Extract Start Marker

OSHA Goes After Companies for Discouraging Workers from Reporting Injuries
First, the good news: According to the federal Occupational Safety & Health Administration, the number of reported workplace injuries dropped by more than 30 percent over the last 10 years.
Now the bad news: OSHA believes a big reason for the decline in reported injuries is that workers are becoming afraid that they'll be retaliated against if they report them.
Of course, under federal law, it's illegal for employers to retaliate against workers for reporting injuries, and it's also illegal for them to reward employees in return for not reporting injuries.
But OSHA believes workers are feeling the pressure anyway.
Recently, Duke University medical professors conducted a survey of more than 1,000 carpenters in the Midwest, and found that less than half believed that most injuries in their workplaces were being reported.
In one recent case, OSHA went after the Union Pacific Railroad for firing a train conductor with more than 30 years of glowing reviews under his belt. The conductor had reported that a locomotive engineer injured his elbow when he bumped it against a steel armrest that was missing the required padding. OSHA determined that this was a retaliatory firing, and ordered the railroad to pay $390,000 in damages.

Extract End Marker
Supplied entries Start Marker

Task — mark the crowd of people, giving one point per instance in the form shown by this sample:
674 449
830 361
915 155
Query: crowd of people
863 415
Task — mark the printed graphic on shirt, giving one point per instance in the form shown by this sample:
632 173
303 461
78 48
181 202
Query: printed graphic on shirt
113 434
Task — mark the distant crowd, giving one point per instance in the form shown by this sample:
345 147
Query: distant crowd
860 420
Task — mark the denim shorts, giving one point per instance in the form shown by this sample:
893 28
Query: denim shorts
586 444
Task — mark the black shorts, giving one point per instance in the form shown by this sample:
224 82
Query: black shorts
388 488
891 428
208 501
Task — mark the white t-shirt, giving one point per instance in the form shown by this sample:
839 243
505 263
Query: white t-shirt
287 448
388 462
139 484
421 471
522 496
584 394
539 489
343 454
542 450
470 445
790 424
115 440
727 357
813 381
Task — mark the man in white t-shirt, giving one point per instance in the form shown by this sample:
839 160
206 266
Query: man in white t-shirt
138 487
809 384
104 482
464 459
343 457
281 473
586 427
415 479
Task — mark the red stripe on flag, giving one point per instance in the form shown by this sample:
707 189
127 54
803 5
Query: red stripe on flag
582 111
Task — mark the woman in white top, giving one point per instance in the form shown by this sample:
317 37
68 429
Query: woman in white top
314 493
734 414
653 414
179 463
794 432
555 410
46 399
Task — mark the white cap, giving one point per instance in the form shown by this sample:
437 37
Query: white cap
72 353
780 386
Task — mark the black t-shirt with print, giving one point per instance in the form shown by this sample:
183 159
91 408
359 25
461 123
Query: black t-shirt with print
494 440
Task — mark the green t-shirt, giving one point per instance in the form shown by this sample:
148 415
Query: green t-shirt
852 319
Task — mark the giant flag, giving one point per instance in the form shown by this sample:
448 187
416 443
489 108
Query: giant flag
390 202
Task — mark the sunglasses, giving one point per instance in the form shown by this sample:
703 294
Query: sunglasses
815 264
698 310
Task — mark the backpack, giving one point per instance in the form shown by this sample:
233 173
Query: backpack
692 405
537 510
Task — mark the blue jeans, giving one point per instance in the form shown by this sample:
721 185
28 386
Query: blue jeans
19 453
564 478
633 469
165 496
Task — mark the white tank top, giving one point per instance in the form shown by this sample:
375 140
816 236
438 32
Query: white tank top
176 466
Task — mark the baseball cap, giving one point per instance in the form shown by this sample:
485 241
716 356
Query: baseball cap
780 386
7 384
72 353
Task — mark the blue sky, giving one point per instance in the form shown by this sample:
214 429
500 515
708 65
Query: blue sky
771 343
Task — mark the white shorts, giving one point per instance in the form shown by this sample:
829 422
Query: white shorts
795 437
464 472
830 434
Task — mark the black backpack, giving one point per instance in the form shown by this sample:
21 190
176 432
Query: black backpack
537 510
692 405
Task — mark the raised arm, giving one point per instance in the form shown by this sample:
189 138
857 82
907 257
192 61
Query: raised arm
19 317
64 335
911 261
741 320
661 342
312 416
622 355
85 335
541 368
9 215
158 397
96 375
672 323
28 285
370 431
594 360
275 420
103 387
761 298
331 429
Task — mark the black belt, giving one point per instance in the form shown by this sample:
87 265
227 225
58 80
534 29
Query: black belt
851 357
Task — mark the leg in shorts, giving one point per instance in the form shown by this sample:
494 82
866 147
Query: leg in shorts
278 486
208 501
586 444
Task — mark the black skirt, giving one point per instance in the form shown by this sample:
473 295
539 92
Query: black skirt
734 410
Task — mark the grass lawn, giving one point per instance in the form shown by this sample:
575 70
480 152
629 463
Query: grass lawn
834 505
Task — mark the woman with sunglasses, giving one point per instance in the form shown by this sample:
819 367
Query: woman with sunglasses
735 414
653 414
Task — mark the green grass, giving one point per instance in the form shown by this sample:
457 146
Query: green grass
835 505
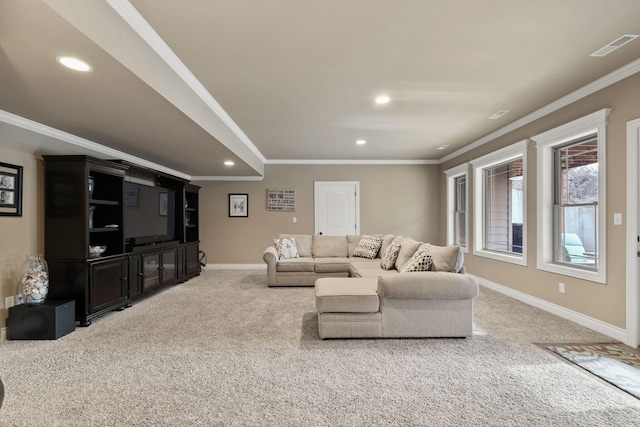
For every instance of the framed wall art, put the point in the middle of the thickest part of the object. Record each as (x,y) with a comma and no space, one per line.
(281,200)
(10,190)
(238,205)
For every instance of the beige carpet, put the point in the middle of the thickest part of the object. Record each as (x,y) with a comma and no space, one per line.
(225,350)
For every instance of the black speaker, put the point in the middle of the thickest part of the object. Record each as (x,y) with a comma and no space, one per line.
(48,321)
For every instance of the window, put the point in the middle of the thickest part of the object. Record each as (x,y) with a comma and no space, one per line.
(457,200)
(500,201)
(571,198)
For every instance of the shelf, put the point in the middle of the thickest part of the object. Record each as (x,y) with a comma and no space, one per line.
(103,229)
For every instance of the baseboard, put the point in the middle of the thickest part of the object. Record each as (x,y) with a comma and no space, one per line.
(579,318)
(237,266)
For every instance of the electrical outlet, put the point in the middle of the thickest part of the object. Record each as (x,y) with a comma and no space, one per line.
(9,302)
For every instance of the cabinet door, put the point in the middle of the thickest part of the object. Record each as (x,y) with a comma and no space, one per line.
(169,270)
(107,284)
(151,271)
(192,259)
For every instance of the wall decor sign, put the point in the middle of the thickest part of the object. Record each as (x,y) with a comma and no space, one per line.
(281,200)
(10,190)
(238,205)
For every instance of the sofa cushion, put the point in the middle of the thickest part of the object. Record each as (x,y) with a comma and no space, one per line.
(300,264)
(347,295)
(352,243)
(286,247)
(358,263)
(407,249)
(446,258)
(303,243)
(368,247)
(420,261)
(332,265)
(390,256)
(372,272)
(329,246)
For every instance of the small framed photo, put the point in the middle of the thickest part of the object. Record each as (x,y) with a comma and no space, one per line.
(238,205)
(10,190)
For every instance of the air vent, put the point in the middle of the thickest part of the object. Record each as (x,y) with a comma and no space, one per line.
(620,41)
(498,114)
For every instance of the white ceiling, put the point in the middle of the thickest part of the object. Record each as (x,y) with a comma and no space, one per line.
(188,85)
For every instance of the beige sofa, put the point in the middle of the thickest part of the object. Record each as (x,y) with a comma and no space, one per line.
(336,256)
(365,291)
(407,305)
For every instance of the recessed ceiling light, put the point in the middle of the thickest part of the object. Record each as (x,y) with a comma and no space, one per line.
(498,114)
(74,63)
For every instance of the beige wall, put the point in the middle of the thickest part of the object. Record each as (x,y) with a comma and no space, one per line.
(20,235)
(395,199)
(603,302)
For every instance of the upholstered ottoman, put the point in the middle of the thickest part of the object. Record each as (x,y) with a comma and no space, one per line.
(348,308)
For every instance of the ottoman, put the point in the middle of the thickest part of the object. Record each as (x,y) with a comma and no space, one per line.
(348,308)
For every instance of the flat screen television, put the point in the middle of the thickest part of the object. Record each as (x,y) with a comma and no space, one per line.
(149,214)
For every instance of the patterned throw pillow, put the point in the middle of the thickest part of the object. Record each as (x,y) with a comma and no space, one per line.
(420,261)
(389,256)
(286,247)
(368,247)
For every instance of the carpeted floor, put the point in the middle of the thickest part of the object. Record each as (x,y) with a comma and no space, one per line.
(225,350)
(610,362)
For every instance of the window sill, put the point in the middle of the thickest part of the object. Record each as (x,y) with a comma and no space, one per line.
(501,256)
(578,273)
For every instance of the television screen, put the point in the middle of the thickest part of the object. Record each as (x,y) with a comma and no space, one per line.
(149,213)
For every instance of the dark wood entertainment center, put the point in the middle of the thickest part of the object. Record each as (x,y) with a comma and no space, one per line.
(80,216)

Supplied entries End Marker

## Explore the material
**1.** Extract the part of the OSHA injury-reporting text that runs from "Now the bad" down to "the pressure anyway.", copying every word exactly.
**2.** Extend the text about OSHA and workplace injury reporting, picking up right after its final sentence.

## Answers in order
**1.**
Now the bad news: OSHA believes a big reason for the decline in reported injuries is that workers are becoming afraid that they'll be retaliated against if they report them.
Of course, under federal law, it's illegal for employers to retaliate against workers for reporting injuries, and it's also illegal for them to reward employees in return for not reporting injuries.
But OSHA believes workers are feeling the pressure anyway.

**2.**
But encouraging workers not to report injuries can also take more subtle forms. For instance, many companies have workplace safety programs that offer incentives for reduced injuries. While these can be a good idea in many respects, they can also create an atmosphere of peer pressure that discourages the reporting of accidents.
Recently, a major hotel operator adopted a "Super Safety Bingo" program in which employees at various locations competed for prizes, including a new car. Under the rules of the competition, if someone was injured at one of the hotels in the chain, employees at that location were eliminated from the contest. As a result no one complained, and the company has since dropped the program. But it's not hard to see how a competition like this one could raise suspicions that an employer was subtly trying to encourage workers not to report injuries.